_Listing:_

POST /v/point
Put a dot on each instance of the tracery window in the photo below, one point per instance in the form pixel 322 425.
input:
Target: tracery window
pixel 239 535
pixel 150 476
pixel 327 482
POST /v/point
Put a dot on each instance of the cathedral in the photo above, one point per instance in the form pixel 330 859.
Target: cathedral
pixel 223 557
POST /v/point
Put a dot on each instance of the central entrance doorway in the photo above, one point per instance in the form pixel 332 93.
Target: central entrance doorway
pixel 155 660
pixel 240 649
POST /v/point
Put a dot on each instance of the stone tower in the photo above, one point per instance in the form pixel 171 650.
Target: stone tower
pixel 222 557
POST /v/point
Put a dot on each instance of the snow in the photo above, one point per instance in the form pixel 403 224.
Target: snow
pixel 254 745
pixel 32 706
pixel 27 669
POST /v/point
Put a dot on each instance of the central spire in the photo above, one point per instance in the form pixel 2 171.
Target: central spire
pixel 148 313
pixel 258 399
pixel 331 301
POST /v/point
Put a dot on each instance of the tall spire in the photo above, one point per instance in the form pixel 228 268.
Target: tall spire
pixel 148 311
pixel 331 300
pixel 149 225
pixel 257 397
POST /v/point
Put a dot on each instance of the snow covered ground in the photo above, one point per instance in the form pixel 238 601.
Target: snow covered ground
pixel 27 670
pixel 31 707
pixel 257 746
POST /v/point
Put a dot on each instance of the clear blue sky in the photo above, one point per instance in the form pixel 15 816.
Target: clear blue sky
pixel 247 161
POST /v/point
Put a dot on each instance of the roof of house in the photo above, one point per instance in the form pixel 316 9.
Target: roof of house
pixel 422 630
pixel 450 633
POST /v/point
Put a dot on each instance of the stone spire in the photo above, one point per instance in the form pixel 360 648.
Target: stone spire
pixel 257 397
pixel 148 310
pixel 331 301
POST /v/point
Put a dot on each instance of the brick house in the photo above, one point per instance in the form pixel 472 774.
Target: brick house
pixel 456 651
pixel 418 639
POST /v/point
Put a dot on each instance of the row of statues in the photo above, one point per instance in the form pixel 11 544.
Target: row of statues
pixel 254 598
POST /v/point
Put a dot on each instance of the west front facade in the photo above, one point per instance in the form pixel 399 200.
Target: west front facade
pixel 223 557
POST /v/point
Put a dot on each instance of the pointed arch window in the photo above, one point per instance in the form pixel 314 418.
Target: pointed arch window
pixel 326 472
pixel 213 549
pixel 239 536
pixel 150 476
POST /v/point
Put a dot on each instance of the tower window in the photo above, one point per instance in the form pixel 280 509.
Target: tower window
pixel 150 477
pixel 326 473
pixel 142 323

_Work instructions:_
Output all of the data above again, line for line, with no changes.

_Worked solution:_
POST /v/point
Put a dot on each instance of the tracery window in the photo below, one point per instance in the form pixel 322 425.
input:
Target: tracery window
pixel 239 535
pixel 150 476
pixel 327 482
POST /v/point
Put a dot on each instance of the cathedral in the photo above, one point per instance in the form pixel 330 859.
Target: cathedral
pixel 223 557
POST /v/point
Put a dot on each instance of the central entrance doorway in the photo above, one point per instance in the form pixel 332 93.
Target: central entrance doorway
pixel 155 660
pixel 240 649
POST /v/point
Put a dot on each instance of the stone tower in the photo above, one point per instance in the form pixel 171 650.
Target: stone tower
pixel 222 557
POST /v/point
Put a dot on each instance of the snow in the photo above, one point per instance in the form pixel 403 224.
Target: snow
pixel 254 745
pixel 32 706
pixel 27 669
POST /v/point
Put a dot on each instance of the central spire in the photo above, one point per instance in the form pixel 2 171.
Target: central spire
pixel 148 313
pixel 258 399
pixel 331 301
POST /v/point
Put a dot on each instance of the tall spire in the photo above, one point per instance in the form pixel 228 268.
Target: tall spire
pixel 148 311
pixel 331 300
pixel 149 225
pixel 257 397
POST /v/point
Put a dot on each instance of the snow covered ground in the photo above, one point per instance in the form pixel 238 601.
Target: snow covered ground
pixel 27 670
pixel 31 707
pixel 257 746
POST /v/point
Put a dot on each instance of the clear blue sky in the photo above, one point per instance in the form pixel 15 816.
Target: clear blue sky
pixel 247 161
POST /v/point
Put a dot on each instance of the roof of house in the photo above, one point per instance in the form pixel 316 9.
Target: roof of house
pixel 422 630
pixel 450 633
POST /v/point
Put a dot on each instance of the stone spire in the photo above, one point per instance in the form pixel 360 648.
Target: stone spire
pixel 257 397
pixel 148 310
pixel 331 301
POST /v/point
Put a dot on each instance of the brick house in the photo above, one point per instance in the form pixel 472 774.
Target: brick house
pixel 456 651
pixel 418 639
POST /v/point
Put a dot on each instance of the row of statues in the photo above, one point per instance in the form pixel 11 544.
Target: row of statues
pixel 254 598
POST /v/point
Put a dot on each instance of the west front facade in the photo above, one point per instance in the form pixel 399 200.
Target: west front facade
pixel 223 557
POST /v/point
Put a dot on each instance of the pointed arch window in the photo above, one point per instance in the form pixel 314 418.
Target: pointed arch window
pixel 326 472
pixel 213 549
pixel 239 536
pixel 150 476
POST /v/point
Put a dot on each instance of the tower window in the photo above, one point per instance in the form pixel 280 509.
Target: tower window
pixel 150 477
pixel 326 473
pixel 142 323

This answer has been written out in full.